[DOKUMENT]
────────────────

Nicht nur volkswirtschaftliche Sektoren mit Konsumtionsstatus wie öffentliche und private Haushalte, sondern auch die wertschöpfenden Einheiten (Einzelkapitale) des Privatsektors können eine durch die Geldpolitik der Zentralbank alimentierte Verschuldung nicht ad infinitum fortführen, zumal wenn überakkumulationstypische Verwertungsblockaden die Steigerung der Wertschöpfung hemmen. Der Zwang zum Schuldenabbau (‚De-Leveraging‘) trifft alle Wirtschaftsbereiche früher oder später mit der Konsequenz von Nachfrage- und Kreditrestriktionen und dadurch erzeugten Deflationstendenzen (an den Warenmärkten). Damit steht der Zentralbank die schlechteste aller Welten gegenüber: verlangsamte produktive Kapitalakkumulation mit latenter oder manifester Deflationsgefahr an den Warenmärkten und zugleich eine Inflation der Kurse an den Wertpapierbörsen sowie anderer Vermögensgegenstände mit steigender Unsicherheit, volatilen Kurs- und Preisbewegungen und einem mit jedem Tag näher kom­menden Zeitpunkt des allfälligen Platzens dieser Vermögenspreisblasen. Wie die Geldpolitik auch reagiert, sie befindet sich in einem Dilemma: betreibt sie den Ausstieg aus dem Quantitative Easing, um die Spekulation an den Finanzmärkten nicht weiter anzuheizen und den Vermögenspreisen eine sanfte Landung zu ermöglichen, verschärft sie die Probleme der produktiven Kapitalakkumulation und riskiert ggf. eine Preisdeflation an den Warenmärkten, die in aller Regel nicht kurzfristig wieder aufgelöst werden kann. Setzt sie die ultralockere Geldpolitik fort, um die Sanierung der Bilanzen der Geschäftsbanken zu unterstützen und eine Kreditdeflation im Zuge der Entschuldungsmaßnahmen zu verhindern, befördert sie die Inflation der Vermögenspreise weiter und damit den allfälligen Krach. Die Chance, dass die produktive Kapitalakkumulation gewissermaßen in das steigende Vermögenspreisniveau ‚hineinwächst‘, bricht sich an der kapitalistischen Systemgrenze, die eine für diesen Entwicklungspfad notwendige Entkoppelung der Investitionen von ihrer Profitbestimmtheit ausschließt.

────────────────

Einträge in einem Datensatz

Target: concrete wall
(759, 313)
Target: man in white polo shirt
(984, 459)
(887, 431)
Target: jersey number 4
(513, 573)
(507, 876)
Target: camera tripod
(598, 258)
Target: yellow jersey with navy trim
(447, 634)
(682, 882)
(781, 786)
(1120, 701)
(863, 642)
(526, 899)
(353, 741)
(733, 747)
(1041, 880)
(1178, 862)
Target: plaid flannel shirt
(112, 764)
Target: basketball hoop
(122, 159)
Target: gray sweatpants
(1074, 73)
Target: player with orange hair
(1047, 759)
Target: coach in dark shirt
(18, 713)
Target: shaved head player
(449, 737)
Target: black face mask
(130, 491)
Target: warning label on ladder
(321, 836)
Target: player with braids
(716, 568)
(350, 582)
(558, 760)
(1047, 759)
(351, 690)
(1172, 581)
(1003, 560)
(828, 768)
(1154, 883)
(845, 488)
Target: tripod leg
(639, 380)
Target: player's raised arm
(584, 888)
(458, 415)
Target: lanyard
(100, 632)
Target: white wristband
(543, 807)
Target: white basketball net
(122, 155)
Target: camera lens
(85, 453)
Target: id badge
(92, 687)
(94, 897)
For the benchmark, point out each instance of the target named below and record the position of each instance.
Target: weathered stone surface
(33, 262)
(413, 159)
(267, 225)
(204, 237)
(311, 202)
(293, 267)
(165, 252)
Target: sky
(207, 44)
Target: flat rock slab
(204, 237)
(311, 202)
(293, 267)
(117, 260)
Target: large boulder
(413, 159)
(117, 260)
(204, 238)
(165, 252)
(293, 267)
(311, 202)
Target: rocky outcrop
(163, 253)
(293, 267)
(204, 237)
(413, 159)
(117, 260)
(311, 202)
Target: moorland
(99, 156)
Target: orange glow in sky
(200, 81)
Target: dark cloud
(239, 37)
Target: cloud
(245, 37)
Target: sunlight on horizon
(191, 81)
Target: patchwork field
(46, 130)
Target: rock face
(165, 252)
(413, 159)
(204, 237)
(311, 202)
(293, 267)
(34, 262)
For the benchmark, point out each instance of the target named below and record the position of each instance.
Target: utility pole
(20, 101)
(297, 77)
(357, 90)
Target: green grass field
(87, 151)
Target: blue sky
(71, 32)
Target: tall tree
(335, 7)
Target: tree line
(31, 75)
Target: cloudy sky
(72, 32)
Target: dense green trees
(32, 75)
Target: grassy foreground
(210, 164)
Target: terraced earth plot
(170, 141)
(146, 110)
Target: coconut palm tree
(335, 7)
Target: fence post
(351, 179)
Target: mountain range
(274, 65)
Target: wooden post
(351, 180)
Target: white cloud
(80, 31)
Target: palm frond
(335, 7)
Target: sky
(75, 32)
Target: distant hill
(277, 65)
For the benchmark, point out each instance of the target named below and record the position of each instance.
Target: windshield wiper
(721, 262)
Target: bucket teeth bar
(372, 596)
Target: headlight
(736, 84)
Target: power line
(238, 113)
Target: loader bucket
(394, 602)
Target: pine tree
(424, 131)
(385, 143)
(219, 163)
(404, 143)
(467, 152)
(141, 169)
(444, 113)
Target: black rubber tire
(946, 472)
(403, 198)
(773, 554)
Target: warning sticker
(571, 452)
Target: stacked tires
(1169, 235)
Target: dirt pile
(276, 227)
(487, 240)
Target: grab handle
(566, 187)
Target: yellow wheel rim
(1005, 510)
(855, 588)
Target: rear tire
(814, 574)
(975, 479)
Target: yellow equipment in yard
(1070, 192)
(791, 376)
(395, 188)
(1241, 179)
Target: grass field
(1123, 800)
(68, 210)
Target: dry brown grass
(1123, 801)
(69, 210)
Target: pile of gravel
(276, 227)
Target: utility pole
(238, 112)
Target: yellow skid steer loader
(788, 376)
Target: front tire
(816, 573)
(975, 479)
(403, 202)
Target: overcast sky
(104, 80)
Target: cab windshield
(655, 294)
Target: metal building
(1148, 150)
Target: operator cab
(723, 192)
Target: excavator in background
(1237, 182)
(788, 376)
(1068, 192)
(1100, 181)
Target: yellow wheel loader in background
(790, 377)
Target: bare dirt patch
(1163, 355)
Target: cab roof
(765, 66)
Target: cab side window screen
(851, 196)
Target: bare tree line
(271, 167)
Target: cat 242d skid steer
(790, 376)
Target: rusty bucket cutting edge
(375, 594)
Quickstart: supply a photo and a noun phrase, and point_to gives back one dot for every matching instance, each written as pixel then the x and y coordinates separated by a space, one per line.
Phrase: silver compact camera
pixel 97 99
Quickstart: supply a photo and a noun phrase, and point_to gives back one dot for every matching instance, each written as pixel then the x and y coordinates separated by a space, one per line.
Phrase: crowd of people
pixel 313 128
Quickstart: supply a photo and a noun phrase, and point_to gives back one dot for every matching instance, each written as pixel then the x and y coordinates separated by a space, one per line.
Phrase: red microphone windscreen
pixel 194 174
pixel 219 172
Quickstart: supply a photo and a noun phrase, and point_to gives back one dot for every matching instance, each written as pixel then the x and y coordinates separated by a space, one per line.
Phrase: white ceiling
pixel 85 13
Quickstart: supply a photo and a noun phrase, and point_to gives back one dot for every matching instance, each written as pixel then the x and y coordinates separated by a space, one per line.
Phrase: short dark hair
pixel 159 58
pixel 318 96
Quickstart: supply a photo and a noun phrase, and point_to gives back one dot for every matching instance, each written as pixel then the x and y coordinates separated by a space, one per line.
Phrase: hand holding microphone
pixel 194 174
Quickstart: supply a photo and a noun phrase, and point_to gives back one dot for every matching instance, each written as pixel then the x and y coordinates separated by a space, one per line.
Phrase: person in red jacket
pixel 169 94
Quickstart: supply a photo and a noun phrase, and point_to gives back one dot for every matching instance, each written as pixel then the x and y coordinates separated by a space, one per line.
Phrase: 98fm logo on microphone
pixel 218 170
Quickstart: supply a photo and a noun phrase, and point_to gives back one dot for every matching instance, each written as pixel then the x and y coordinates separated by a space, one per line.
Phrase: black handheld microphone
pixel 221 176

────────────────

[AUFGABE]
Schreibe den Text über das geldpolitische Dilemma der Zentralbank im Anschluss an seinen letzten Satz fort.

[ERGEBNIS]
Die Geldpolitik des Quantitative Easing bleibt unter Bedingungen einer strukturellen Überakkumulation von Kapital also ohne nachhaltige Perspektive und dem Krisenmodus verhaftet; sie ‚kauft‘ nur Zeit, ohne die unterliegenden fundamentalen Widersprüche und Probleme der Kapitalakkumulation und Wertschöpfung zu lösen. Der jeweilige Grad der Betroffenheit der verschiedenen Länder (und Regionen) von dieser Konstellation muss sich in dem resp. Außenwert ihrer Währungen, d.h. der Verschiebung ihrer bilateralen Wechselkurse gegeneinander bzw. auch in dem Außenwert ihrer Währungen gegenüber der Geldware Gold als Verkörperung des gemeinsamen Dritten Ausdruck verschaffen.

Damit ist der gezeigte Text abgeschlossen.